[Detection examples]
────────────────────

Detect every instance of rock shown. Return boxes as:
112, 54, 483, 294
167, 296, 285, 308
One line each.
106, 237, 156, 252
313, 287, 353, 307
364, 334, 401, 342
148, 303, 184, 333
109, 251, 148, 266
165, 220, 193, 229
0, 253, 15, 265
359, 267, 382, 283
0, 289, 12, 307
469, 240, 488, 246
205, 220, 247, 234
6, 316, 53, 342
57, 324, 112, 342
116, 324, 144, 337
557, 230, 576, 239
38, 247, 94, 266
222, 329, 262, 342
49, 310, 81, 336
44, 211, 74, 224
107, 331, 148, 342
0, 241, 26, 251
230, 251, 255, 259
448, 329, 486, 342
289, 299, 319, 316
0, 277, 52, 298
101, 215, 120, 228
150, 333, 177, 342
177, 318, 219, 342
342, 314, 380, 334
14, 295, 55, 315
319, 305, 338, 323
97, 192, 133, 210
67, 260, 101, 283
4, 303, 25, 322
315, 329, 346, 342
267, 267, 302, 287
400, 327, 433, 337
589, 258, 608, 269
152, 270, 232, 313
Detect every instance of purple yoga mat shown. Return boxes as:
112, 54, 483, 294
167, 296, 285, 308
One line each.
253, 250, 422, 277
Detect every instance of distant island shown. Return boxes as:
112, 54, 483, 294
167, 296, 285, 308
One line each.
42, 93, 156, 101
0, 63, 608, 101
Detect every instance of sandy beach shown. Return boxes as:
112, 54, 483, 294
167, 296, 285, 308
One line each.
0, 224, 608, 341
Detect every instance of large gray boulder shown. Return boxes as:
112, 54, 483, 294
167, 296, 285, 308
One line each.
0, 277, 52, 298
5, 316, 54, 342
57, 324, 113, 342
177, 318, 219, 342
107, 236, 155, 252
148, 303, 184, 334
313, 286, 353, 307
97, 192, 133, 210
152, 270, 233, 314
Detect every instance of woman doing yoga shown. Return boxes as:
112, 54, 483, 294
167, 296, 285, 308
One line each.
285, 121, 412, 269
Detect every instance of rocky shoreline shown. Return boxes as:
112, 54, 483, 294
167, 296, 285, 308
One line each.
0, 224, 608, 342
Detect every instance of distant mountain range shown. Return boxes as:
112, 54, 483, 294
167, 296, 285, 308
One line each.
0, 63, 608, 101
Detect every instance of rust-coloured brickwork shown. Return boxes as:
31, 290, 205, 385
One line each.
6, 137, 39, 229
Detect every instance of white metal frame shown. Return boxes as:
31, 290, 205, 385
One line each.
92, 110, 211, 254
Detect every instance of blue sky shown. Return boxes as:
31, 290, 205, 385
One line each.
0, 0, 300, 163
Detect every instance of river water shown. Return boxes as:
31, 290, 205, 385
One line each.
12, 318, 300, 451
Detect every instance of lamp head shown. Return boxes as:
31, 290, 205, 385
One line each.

────────────────────

THE PROBLEM:
Transcribe all of the material above line for line, with no changes.

EXPECTED OUTPUT:
Detect every instance of rock shown. Return boxes as:
112, 54, 483, 294
167, 296, 285, 308
One line each.
106, 237, 156, 252
313, 287, 353, 307
364, 334, 401, 342
148, 303, 184, 333
109, 251, 148, 266
165, 220, 193, 229
0, 253, 15, 265
359, 267, 382, 283
0, 289, 12, 307
469, 240, 488, 246
205, 220, 247, 234
6, 316, 53, 342
57, 324, 112, 342
116, 324, 144, 337
557, 230, 576, 239
38, 247, 94, 266
222, 329, 262, 342
49, 310, 81, 336
44, 211, 74, 224
107, 331, 148, 342
0, 241, 26, 251
230, 251, 255, 259
448, 329, 486, 342
289, 299, 319, 316
0, 277, 52, 298
101, 215, 120, 228
150, 333, 177, 342
177, 318, 219, 342
342, 314, 380, 334
14, 295, 55, 315
319, 305, 338, 323
97, 192, 133, 210
67, 260, 101, 283
4, 303, 25, 322
315, 329, 346, 342
267, 267, 302, 287
400, 327, 433, 337
589, 258, 608, 269
152, 270, 232, 313
Detect every instance of purple yoga mat shown. Return boxes as:
112, 54, 483, 294
167, 296, 285, 308
One line each.
253, 250, 422, 277
Detect every instance of distant island shown. Return boxes as:
112, 54, 483, 294
167, 296, 285, 308
One line each.
42, 93, 156, 101
0, 63, 608, 101
Detect every instance of sandy beach shown. Return boxes as:
112, 54, 483, 294
167, 296, 285, 308
One line each.
0, 224, 608, 341
Detect every instance of large gray boulder shown. Return boxes as:
112, 54, 483, 294
167, 296, 285, 308
One line each.
0, 277, 52, 298
5, 316, 54, 342
57, 324, 113, 342
177, 318, 219, 342
107, 236, 155, 252
148, 303, 184, 334
313, 286, 353, 307
97, 192, 133, 210
152, 270, 233, 314
Detect every instance of woman doing yoga shown. Return boxes as:
112, 54, 483, 294
167, 296, 285, 308
One line each.
285, 121, 412, 269
Detect every instance of rocky shoreline shown. Return boxes as:
112, 54, 483, 294
167, 296, 285, 308
One line each.
0, 224, 608, 342
Detect every instance of distant mountain range shown. Return boxes as:
112, 54, 483, 294
167, 296, 285, 308
One line each.
0, 63, 608, 101
Detect every instance of rust-coloured brickwork shown. Return boxes as:
31, 290, 205, 385
One line each.
6, 137, 39, 229
Detect every instance of white metal frame shown. Return boxes as:
31, 290, 205, 385
One line each.
92, 110, 211, 254
Detect every instance of blue sky shown. Return boxes as:
31, 290, 205, 385
One line each.
0, 0, 300, 163
Detect every instance of river water shown. Return boxes as:
31, 290, 205, 385
One line each.
12, 318, 300, 451
Detect every instance of lamp head shown. Return boxes as:
31, 290, 205, 385
One line each.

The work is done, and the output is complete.